** Start of Record extracts **

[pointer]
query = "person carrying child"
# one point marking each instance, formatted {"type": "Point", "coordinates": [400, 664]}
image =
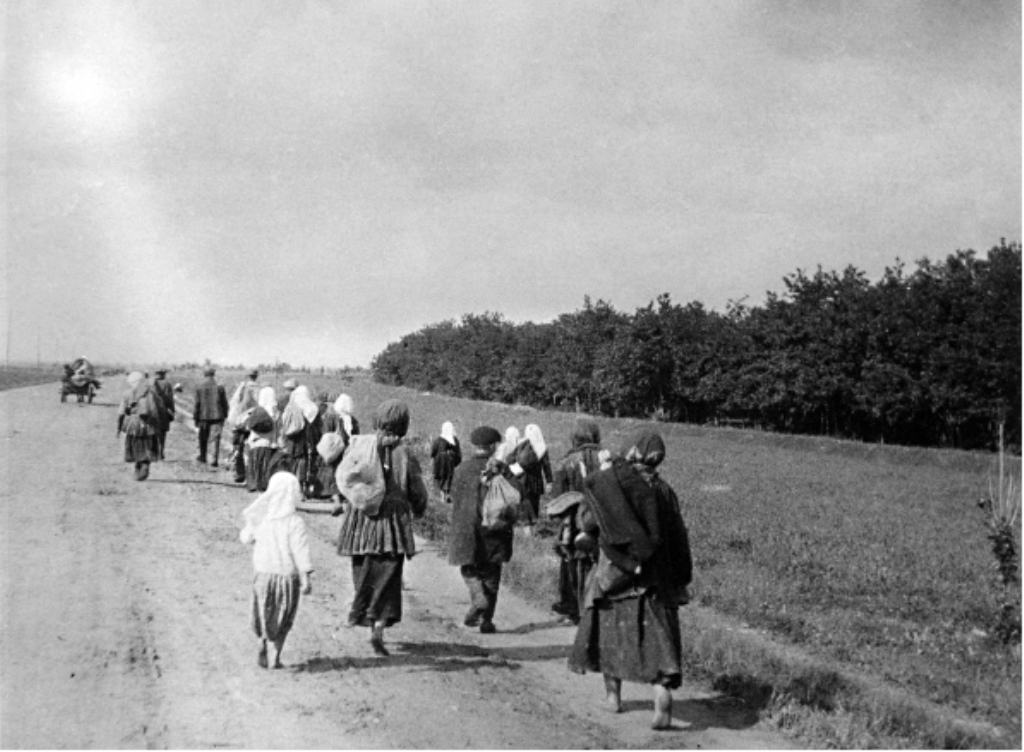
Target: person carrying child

** End of Record extracts **

Copy the lines above exactly, without the pictures.

**Correct result:**
[pointer]
query = "person carrying child"
# one point marking each instance, formatted {"type": "Point", "coordinates": [400, 664]}
image =
Target: person carrying child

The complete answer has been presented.